By Jordan Davidson | 

The world can seem dark, cruel and unfair to a lot of people. Whether it’s a natural disaster, human trafficking, or any other tragedy, there are many reasons to be frustrated with how terrible humans and the world can actually be. During times like these, when the coronavirus is rampaging the world creating a global pandemic, I often find myself thinking cynically. It’s easy to get caught up in all the bad things, but, if this pandemic has taught me anything, there are a lot of good things that can come from big, bad, scary things too.

For example, just this last week, my family’s friends paraded their cars decorated with streamers, signs, and balloons in front of our house to say hi and tell us how much they missed seeing our family during quarantine. Although the gesture seemed small and we all had to comply with social distancing recommendations, it meant a lot.
════════════════
Task 1: Summarize the essay about the pandemic in two sentences.
Task 2: List the things the essay about the pandemic says the friends' cars were decorated with.
Task 3: Pick up the essay about the pandemic after its final sentence and continue it.

Source records:
════════════════
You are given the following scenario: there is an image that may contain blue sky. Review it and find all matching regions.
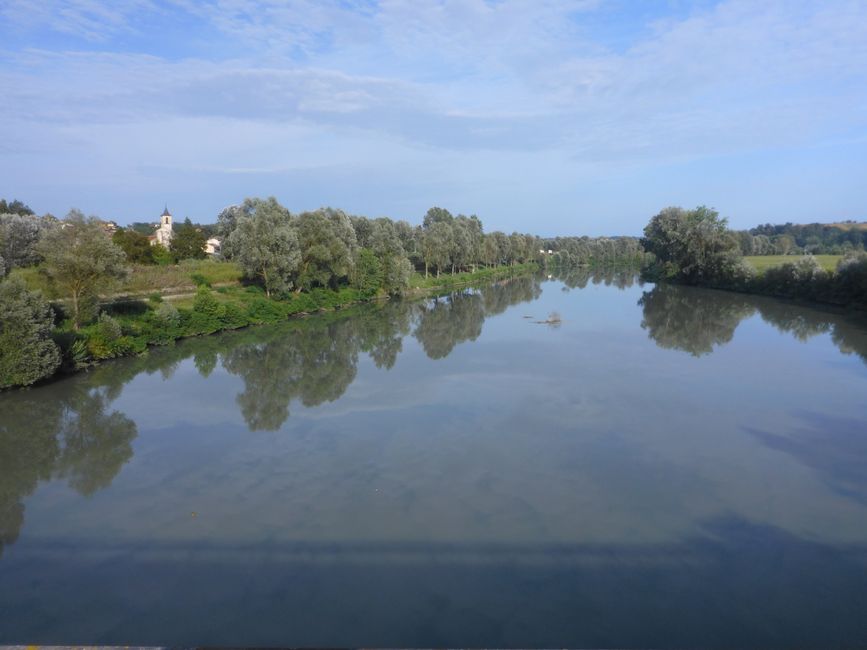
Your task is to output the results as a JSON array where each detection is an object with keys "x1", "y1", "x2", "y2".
[{"x1": 0, "y1": 0, "x2": 867, "y2": 235}]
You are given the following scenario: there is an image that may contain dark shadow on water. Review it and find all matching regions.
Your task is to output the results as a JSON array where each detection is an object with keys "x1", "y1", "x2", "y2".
[
  {"x1": 746, "y1": 412, "x2": 867, "y2": 506},
  {"x1": 0, "y1": 518, "x2": 867, "y2": 648},
  {"x1": 638, "y1": 284, "x2": 867, "y2": 363}
]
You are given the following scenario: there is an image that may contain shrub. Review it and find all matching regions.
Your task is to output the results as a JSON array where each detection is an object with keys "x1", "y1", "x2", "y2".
[{"x1": 0, "y1": 278, "x2": 60, "y2": 388}]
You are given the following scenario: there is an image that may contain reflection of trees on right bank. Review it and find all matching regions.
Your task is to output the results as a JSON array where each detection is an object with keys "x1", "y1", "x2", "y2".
[
  {"x1": 638, "y1": 284, "x2": 867, "y2": 363},
  {"x1": 551, "y1": 266, "x2": 641, "y2": 291}
]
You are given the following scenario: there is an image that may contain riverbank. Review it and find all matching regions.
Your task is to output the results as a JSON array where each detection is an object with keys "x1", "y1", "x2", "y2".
[{"x1": 34, "y1": 262, "x2": 539, "y2": 388}]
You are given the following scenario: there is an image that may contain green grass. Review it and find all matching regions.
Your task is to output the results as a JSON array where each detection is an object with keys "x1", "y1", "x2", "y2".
[
  {"x1": 744, "y1": 255, "x2": 843, "y2": 273},
  {"x1": 12, "y1": 259, "x2": 243, "y2": 298},
  {"x1": 120, "y1": 260, "x2": 243, "y2": 294},
  {"x1": 409, "y1": 262, "x2": 539, "y2": 289}
]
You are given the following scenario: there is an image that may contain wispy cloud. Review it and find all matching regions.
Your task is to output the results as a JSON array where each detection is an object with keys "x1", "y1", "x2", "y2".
[{"x1": 0, "y1": 0, "x2": 867, "y2": 229}]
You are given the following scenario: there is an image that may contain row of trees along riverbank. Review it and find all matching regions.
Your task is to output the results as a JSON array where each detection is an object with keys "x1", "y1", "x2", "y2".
[
  {"x1": 641, "y1": 206, "x2": 867, "y2": 309},
  {"x1": 0, "y1": 198, "x2": 643, "y2": 388}
]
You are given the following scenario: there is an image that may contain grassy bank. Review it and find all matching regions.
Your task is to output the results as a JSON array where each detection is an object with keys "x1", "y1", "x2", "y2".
[
  {"x1": 744, "y1": 255, "x2": 843, "y2": 273},
  {"x1": 40, "y1": 263, "x2": 539, "y2": 382},
  {"x1": 12, "y1": 259, "x2": 243, "y2": 300}
]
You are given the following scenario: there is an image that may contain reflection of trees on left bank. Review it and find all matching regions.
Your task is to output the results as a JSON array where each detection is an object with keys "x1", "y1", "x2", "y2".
[
  {"x1": 0, "y1": 382, "x2": 137, "y2": 555},
  {"x1": 0, "y1": 277, "x2": 541, "y2": 554},
  {"x1": 224, "y1": 277, "x2": 540, "y2": 430}
]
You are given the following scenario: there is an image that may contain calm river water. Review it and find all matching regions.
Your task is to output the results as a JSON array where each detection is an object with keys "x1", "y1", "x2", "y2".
[{"x1": 0, "y1": 273, "x2": 867, "y2": 648}]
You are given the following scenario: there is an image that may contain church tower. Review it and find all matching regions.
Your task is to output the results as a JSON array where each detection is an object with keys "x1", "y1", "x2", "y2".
[{"x1": 154, "y1": 204, "x2": 174, "y2": 248}]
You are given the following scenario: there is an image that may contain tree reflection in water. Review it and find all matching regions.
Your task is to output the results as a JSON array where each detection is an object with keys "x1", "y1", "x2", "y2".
[
  {"x1": 0, "y1": 269, "x2": 867, "y2": 553},
  {"x1": 0, "y1": 382, "x2": 137, "y2": 555}
]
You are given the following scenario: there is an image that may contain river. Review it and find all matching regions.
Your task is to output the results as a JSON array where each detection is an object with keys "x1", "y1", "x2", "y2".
[{"x1": 0, "y1": 272, "x2": 867, "y2": 648}]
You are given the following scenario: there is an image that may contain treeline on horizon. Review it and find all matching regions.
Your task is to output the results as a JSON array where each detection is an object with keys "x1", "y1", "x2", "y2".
[
  {"x1": 0, "y1": 198, "x2": 643, "y2": 388},
  {"x1": 735, "y1": 222, "x2": 867, "y2": 255},
  {"x1": 0, "y1": 192, "x2": 867, "y2": 388},
  {"x1": 6, "y1": 267, "x2": 867, "y2": 555},
  {"x1": 641, "y1": 206, "x2": 867, "y2": 308}
]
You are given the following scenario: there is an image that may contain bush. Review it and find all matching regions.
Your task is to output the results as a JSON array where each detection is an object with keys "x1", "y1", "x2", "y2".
[
  {"x1": 83, "y1": 313, "x2": 132, "y2": 359},
  {"x1": 0, "y1": 278, "x2": 61, "y2": 389}
]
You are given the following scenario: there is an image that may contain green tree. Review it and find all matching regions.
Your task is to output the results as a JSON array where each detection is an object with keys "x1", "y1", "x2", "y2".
[
  {"x1": 171, "y1": 218, "x2": 208, "y2": 262},
  {"x1": 353, "y1": 248, "x2": 382, "y2": 296},
  {"x1": 0, "y1": 213, "x2": 55, "y2": 275},
  {"x1": 297, "y1": 208, "x2": 357, "y2": 291},
  {"x1": 0, "y1": 277, "x2": 60, "y2": 389},
  {"x1": 111, "y1": 228, "x2": 156, "y2": 264},
  {"x1": 38, "y1": 210, "x2": 128, "y2": 330},
  {"x1": 223, "y1": 197, "x2": 301, "y2": 297},
  {"x1": 421, "y1": 221, "x2": 453, "y2": 277},
  {"x1": 0, "y1": 199, "x2": 33, "y2": 216},
  {"x1": 370, "y1": 218, "x2": 412, "y2": 295},
  {"x1": 641, "y1": 206, "x2": 741, "y2": 284}
]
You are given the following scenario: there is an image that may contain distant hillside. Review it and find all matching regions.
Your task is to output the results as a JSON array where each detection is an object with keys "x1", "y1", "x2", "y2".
[{"x1": 821, "y1": 221, "x2": 867, "y2": 231}]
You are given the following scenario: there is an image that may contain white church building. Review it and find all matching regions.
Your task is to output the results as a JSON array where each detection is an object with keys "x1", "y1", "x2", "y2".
[{"x1": 148, "y1": 205, "x2": 174, "y2": 248}]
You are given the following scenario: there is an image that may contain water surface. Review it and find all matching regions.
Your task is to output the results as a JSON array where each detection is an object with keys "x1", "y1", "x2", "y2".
[{"x1": 0, "y1": 273, "x2": 867, "y2": 648}]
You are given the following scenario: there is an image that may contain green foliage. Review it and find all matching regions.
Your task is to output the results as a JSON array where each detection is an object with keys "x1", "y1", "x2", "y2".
[
  {"x1": 297, "y1": 208, "x2": 357, "y2": 289},
  {"x1": 742, "y1": 223, "x2": 867, "y2": 255},
  {"x1": 81, "y1": 313, "x2": 136, "y2": 361},
  {"x1": 151, "y1": 244, "x2": 175, "y2": 266},
  {"x1": 171, "y1": 218, "x2": 208, "y2": 262},
  {"x1": 353, "y1": 248, "x2": 383, "y2": 296},
  {"x1": 642, "y1": 208, "x2": 867, "y2": 307},
  {"x1": 0, "y1": 199, "x2": 34, "y2": 216},
  {"x1": 641, "y1": 206, "x2": 742, "y2": 285},
  {"x1": 111, "y1": 228, "x2": 154, "y2": 264},
  {"x1": 0, "y1": 212, "x2": 56, "y2": 270},
  {"x1": 0, "y1": 278, "x2": 60, "y2": 389},
  {"x1": 190, "y1": 273, "x2": 211, "y2": 287},
  {"x1": 38, "y1": 211, "x2": 128, "y2": 329},
  {"x1": 744, "y1": 255, "x2": 843, "y2": 273},
  {"x1": 223, "y1": 197, "x2": 301, "y2": 297}
]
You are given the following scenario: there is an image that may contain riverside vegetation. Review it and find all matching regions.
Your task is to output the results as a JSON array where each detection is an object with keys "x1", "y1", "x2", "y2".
[
  {"x1": 641, "y1": 206, "x2": 867, "y2": 309},
  {"x1": 0, "y1": 198, "x2": 644, "y2": 389}
]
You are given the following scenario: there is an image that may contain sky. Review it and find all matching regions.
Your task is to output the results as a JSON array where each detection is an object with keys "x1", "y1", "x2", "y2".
[{"x1": 0, "y1": 0, "x2": 867, "y2": 236}]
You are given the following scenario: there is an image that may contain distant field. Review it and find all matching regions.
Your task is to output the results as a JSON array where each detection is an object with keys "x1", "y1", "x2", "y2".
[
  {"x1": 12, "y1": 260, "x2": 243, "y2": 298},
  {"x1": 744, "y1": 254, "x2": 851, "y2": 273}
]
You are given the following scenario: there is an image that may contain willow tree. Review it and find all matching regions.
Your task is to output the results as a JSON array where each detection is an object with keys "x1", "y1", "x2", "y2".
[
  {"x1": 298, "y1": 208, "x2": 357, "y2": 290},
  {"x1": 223, "y1": 197, "x2": 301, "y2": 297},
  {"x1": 0, "y1": 277, "x2": 60, "y2": 389},
  {"x1": 37, "y1": 210, "x2": 128, "y2": 329}
]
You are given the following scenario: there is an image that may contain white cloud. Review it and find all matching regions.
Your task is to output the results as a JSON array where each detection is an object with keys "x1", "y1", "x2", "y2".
[{"x1": 0, "y1": 0, "x2": 867, "y2": 225}]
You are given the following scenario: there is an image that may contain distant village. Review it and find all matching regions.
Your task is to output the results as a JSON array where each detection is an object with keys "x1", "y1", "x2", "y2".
[{"x1": 95, "y1": 205, "x2": 221, "y2": 255}]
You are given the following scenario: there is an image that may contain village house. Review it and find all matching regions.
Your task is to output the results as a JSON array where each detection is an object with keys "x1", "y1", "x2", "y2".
[{"x1": 205, "y1": 237, "x2": 222, "y2": 255}]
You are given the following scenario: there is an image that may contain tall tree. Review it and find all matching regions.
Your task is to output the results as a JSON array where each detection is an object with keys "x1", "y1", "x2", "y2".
[
  {"x1": 171, "y1": 217, "x2": 208, "y2": 262},
  {"x1": 0, "y1": 199, "x2": 34, "y2": 216},
  {"x1": 111, "y1": 228, "x2": 156, "y2": 264},
  {"x1": 422, "y1": 221, "x2": 453, "y2": 277},
  {"x1": 297, "y1": 208, "x2": 357, "y2": 291},
  {"x1": 0, "y1": 277, "x2": 60, "y2": 388},
  {"x1": 0, "y1": 213, "x2": 55, "y2": 271},
  {"x1": 223, "y1": 192, "x2": 301, "y2": 297},
  {"x1": 641, "y1": 206, "x2": 741, "y2": 284},
  {"x1": 38, "y1": 210, "x2": 128, "y2": 329}
]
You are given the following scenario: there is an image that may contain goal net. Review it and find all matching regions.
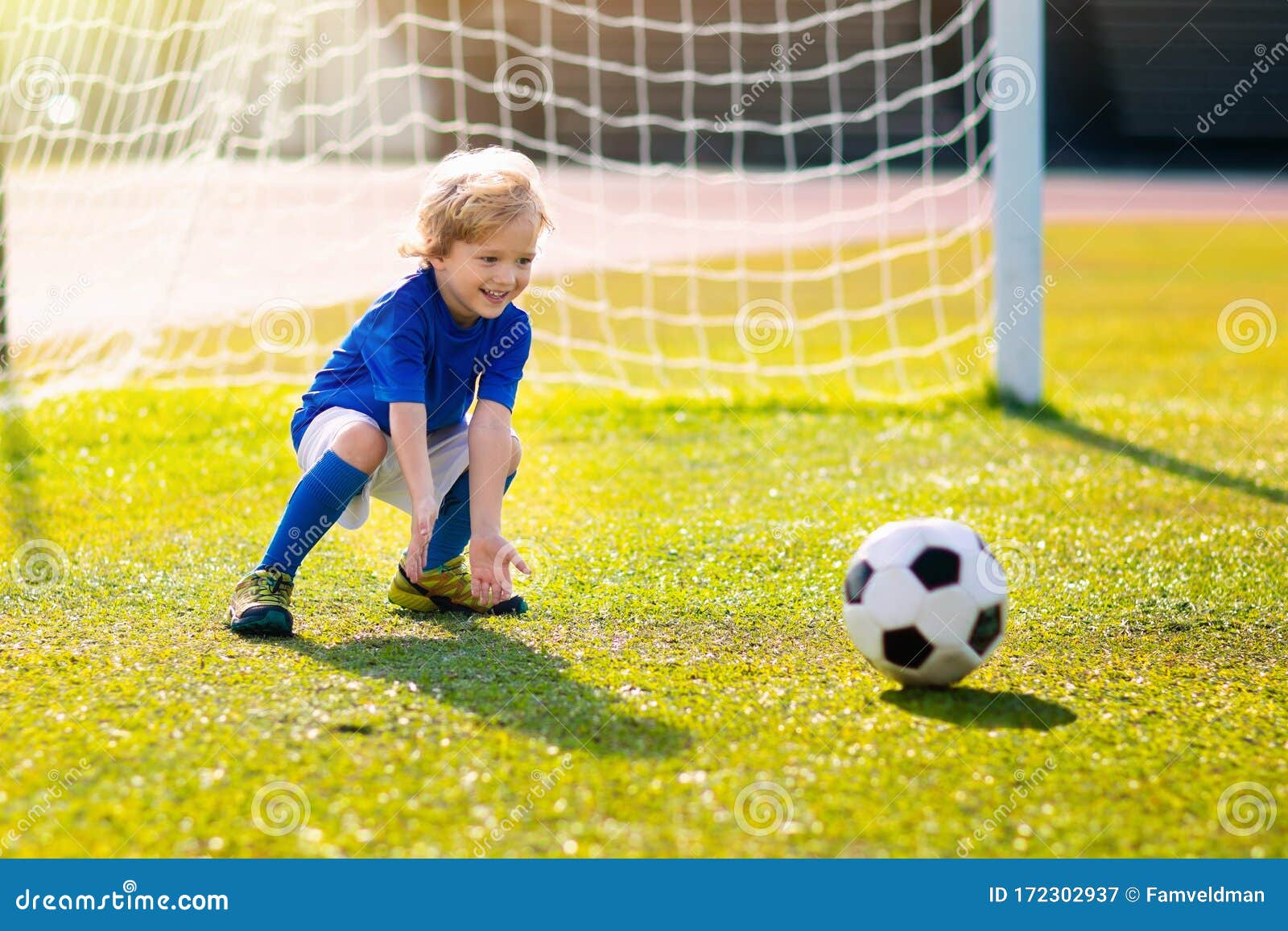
════════════════
Response 1: The writer says the world can seem dark, cruel and unfair and admits to often thinking cynically during the coronavirus pandemic, but has learned from it that good things can come from big, bad, scary things. As an example, the writer's family's friends recently paraded decorated cars in front of the house to say they missed the family during quarantine, a small gesture that meant a lot.

Response 2: Streamers, signs, balloons

Response 3:
On a larger scale, Congress just passed a large bipartisan bill meant to stimulate the economy and provide Americans with financial aid during this unprecedented crisis. As a political science major, I was shocked. I can’t tell you the last time that I remember such important and influential people who hold different beliefs come together to write and pass something successfully. The exceptional and seemingly rare bipartisanship demonstrated by the people in Congress this last week restored some of my faith in the government. 

On a smaller scale, my faith in humanity has grown simply because individuals are taking opportunities to choose kindness. Whether it’s more time to talk over the phone or FaceTime with friends and family, more intentional head nods and smiles when passing someone on a sidewalk at the park, or just having time to sit down and eat dinner together as a family for the first time in a long time, people seem to be more open, kinder, and readily available to help.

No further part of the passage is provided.